• Source document:
------------------------------------

Chess has the potential to reach a billion people: CEO of U Mumba Suhail Chandhok
Summary
We have to back a Neeraj Chopra before he wins an Olympic gold… when he wins a national medal and then needs the support to go and train in Europe, said Suhail Chandhok, TV presenter and CEO of Mumba Masters, in a freewheeling conversation with CNBCTV18.com, on how can India become a sporting powerhouse. Chandhok’s interests range from kabaddi to TT to now chess and his optimism is well grounded in the dynamic reality of sports management.
Suhail Chandhok is a familiar name to many sports fans in India. He is a popular TV presenter and commentator. From hosting IPL shows to lending his voice as a commentator at the Pro Kabaddi League, Chandhok has done plenty. Chandhok is also a sports entrepreneur. He is the CEO of U Mumba teams in the Pro Kabaddi League and the Ultimate Table Tennis.
His latest venture is becoming the CEO of the upGrad Mumba Masters, one of six teams participating in the recently-launched Global Chess League.

------------------------------------

• Entries shown:
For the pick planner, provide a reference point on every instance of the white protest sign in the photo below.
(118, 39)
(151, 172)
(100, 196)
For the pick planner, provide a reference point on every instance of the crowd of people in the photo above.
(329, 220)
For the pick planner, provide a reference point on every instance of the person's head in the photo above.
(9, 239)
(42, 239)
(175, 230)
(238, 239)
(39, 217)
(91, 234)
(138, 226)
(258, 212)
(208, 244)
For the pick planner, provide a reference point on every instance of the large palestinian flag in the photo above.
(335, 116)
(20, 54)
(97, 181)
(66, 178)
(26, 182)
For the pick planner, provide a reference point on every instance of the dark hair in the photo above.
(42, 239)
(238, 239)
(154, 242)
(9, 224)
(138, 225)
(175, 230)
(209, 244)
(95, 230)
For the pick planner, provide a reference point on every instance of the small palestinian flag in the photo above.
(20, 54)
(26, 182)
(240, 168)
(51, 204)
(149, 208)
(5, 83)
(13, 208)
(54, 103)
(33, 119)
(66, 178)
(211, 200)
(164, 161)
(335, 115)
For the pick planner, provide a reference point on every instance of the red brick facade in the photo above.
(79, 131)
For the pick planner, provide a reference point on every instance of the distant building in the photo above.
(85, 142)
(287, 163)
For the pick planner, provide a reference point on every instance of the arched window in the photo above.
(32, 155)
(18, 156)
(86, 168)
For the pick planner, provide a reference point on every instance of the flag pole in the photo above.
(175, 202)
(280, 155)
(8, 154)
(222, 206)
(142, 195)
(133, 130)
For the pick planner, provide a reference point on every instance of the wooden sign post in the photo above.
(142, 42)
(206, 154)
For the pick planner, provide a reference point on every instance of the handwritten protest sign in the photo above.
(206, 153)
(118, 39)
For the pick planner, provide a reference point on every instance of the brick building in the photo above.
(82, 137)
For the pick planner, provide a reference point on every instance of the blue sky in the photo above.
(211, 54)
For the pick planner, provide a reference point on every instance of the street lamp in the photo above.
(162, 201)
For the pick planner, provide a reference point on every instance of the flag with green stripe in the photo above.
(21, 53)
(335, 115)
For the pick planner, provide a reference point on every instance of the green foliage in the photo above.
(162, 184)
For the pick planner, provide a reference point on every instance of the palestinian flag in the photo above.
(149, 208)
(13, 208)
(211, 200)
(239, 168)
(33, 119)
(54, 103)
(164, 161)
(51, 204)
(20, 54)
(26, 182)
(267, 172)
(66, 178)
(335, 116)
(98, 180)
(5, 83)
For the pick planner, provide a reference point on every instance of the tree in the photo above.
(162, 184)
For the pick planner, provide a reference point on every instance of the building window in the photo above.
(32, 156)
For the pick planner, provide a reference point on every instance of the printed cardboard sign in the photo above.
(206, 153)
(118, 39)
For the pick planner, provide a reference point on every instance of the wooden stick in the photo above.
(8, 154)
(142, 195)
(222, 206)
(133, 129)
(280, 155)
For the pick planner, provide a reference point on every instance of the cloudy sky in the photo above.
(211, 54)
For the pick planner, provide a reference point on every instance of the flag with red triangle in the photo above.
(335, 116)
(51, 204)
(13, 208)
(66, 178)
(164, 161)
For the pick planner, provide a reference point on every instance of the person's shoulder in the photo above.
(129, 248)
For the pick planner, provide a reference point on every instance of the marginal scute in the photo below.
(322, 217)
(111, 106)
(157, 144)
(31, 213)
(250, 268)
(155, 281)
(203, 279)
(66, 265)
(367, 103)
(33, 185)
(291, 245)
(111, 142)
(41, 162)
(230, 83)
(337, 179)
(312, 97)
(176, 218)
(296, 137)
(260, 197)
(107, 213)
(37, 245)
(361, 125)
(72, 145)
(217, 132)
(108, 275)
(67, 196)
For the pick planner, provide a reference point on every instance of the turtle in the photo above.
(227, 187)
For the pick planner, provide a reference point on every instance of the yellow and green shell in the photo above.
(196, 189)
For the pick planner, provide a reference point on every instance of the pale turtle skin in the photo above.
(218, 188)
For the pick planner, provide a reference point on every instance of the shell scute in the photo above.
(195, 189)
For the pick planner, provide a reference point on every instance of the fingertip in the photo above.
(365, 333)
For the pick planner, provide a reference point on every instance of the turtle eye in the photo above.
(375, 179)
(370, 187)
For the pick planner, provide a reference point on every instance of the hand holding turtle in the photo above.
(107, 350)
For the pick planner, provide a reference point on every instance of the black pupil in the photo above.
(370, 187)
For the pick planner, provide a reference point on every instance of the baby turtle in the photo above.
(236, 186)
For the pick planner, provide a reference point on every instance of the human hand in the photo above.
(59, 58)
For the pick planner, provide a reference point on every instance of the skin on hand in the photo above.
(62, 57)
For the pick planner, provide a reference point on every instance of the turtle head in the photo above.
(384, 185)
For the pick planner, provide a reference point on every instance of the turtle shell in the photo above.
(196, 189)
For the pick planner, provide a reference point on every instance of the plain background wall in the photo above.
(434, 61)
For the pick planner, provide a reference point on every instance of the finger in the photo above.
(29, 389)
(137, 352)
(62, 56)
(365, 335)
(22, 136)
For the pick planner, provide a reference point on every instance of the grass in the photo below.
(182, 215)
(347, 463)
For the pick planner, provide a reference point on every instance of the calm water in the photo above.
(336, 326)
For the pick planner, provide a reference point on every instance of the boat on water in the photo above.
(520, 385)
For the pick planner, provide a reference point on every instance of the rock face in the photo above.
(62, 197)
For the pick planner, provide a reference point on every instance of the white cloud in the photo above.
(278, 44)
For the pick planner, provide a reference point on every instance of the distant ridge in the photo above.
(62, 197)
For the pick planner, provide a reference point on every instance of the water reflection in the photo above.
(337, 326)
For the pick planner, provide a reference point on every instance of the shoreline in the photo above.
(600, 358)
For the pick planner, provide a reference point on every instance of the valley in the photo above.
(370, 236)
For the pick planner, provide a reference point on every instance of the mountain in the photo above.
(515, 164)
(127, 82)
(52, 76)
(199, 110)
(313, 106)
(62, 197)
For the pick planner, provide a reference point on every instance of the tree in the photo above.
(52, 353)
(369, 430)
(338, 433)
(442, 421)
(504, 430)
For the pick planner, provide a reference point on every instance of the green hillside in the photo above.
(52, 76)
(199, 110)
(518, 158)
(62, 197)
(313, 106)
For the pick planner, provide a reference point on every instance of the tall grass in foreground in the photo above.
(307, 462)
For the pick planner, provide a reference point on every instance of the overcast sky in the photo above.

------------------------------------

• Challenges:
1 > Name every sports league mentioned in the article on Suhail Chandhok.
2 > Pick up the article on Suhail Chandhok from its last sentence and continue it.

• Responses for each task:
1 > IPL, Pro Kabaddi League, Ultimate Table Tennis, Global Chess League

2 >
Before Chandhok turned to the world of media and sports entrepreneurship, he rubbed shoulders with the likes of Travis Head, Nathan Lyon and many top Australian cricketers in his journey to become a cricketer. Chandhok had a IPL contract in hand and was poised to make his IPL debut for Royal Challengers Bangalore before a knee injury cut short his cricket career.
But taking inspiration from Bruce Lee’s “Be like water” quote, Chandhok charted his own path to become an established name in the world of sports.
Chandhok spoke to CNBCTV18.com all the way from Dubai, where he is currently with his Mumba Masters team watching the inaugural season of the GCL unfold. Chandhok touched on his foray into sports business, his passion for kabbadi, what made him take interest in chess and how can India become a sporting powerhouse, among other things, in this conversation.
How was your first experience watching a chess match being played in a chess league? How were the things different?
Chandhok: A lot quieter. When you are used to the razzmatazz of the IPL and the PKL, even UTT when we have it. Very very different. The upGrad Mumba Masters — as a team we came together quite nicely. It has happened very quickly, which we have to keep in mind. The first aim here is to grow the game. All of us want to grow the game of chess. Just on the opening couple of nights it has been really interesting. There is a lot of learning.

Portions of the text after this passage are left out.